● Sfide:
**A.** Stabilisci se ciascuna affermazione concorda con il testo su Ottobre Rosso e letteratura e, per ognuna, rispondi sì o no citando alla lettera le parole decisive. (i) Il centenario della Rivoluzione russa cade quest'anno. (ii) Per la letteratura il rimescolamento vale soprattutto a partire dalla prima metà degli anni '30. (iii) Una parola sbagliata poteva costare la vita.
**B.** Trascrivi dal testo su Ottobre Rosso e letteratura il passo che comincia con "(di Monica Frigerio)" e termina con "prefissò di raggiungere.".

● Testo da leggere:
::::::

Ottobre Rosso e letteratura

(di Monica Frigerio)

Ricorre quest’anno il centenario della Rivoluzione russa e, qualunque giudizio uno possa avere del bolscevismo, è un fatto che aprì le porte a una serie di eventi e fenomeni che rimarranno incisi nella storia dell’umanità per la forza con cui si imposero e gli obiettivi che ci si prefissò di raggiungere.

Un evento che rimescolò le carte della società nel modo più radicale immaginabile, e – soprattutto a partire dalla seconda metà degli anni ’50 – questo è vero anche per quello scompartimento chiamato letteratura.

Anni magici e terribili. Terribili perché, si sa, l’aria che tirava non era delle migliori e per una parola sbagliata (tanto peggio se scritta) potevi morire; magici perché, quando la situazione è tale, non si può fare altro che resistere e l’arte seppe trovare dignitosamente il modo di farlo.

::::::

● Dati forniti:
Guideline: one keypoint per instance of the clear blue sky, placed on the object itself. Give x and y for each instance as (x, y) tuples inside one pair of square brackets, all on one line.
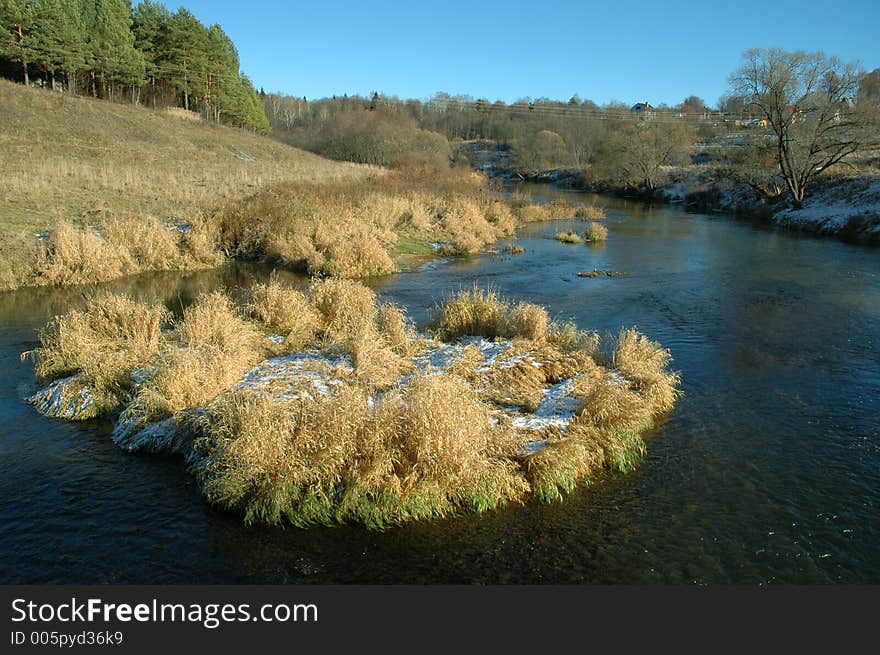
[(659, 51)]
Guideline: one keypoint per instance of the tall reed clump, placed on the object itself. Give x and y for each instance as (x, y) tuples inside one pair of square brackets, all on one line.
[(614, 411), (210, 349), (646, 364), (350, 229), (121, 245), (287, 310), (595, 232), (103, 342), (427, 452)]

::::::

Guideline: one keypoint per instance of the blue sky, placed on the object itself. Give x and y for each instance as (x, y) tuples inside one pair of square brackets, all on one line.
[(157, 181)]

::::::

● Risposte per compito:
**A.**
(i) Sì: «Ricorre quest’anno il centenario della Rivoluzione russa».
(ii) No: «soprattutto a partire dalla seconda metà degli anni ’50».
(iii) Sì: «per una parola sbagliata (tanto peggio se scritta) potevi morire».

**B.**
(di Monica Frigerio)

Ricorre quest’anno il centenario della Rivoluzione russa e, qualunque giudizio uno possa avere del bolscevismo, è un fatto che aprì le porte a una serie di eventi e fenomeni che rimarranno incisi nella storia dell’umanità per la forza con cui si imposero e gli obiettivi che ci si prefissò di raggiungere.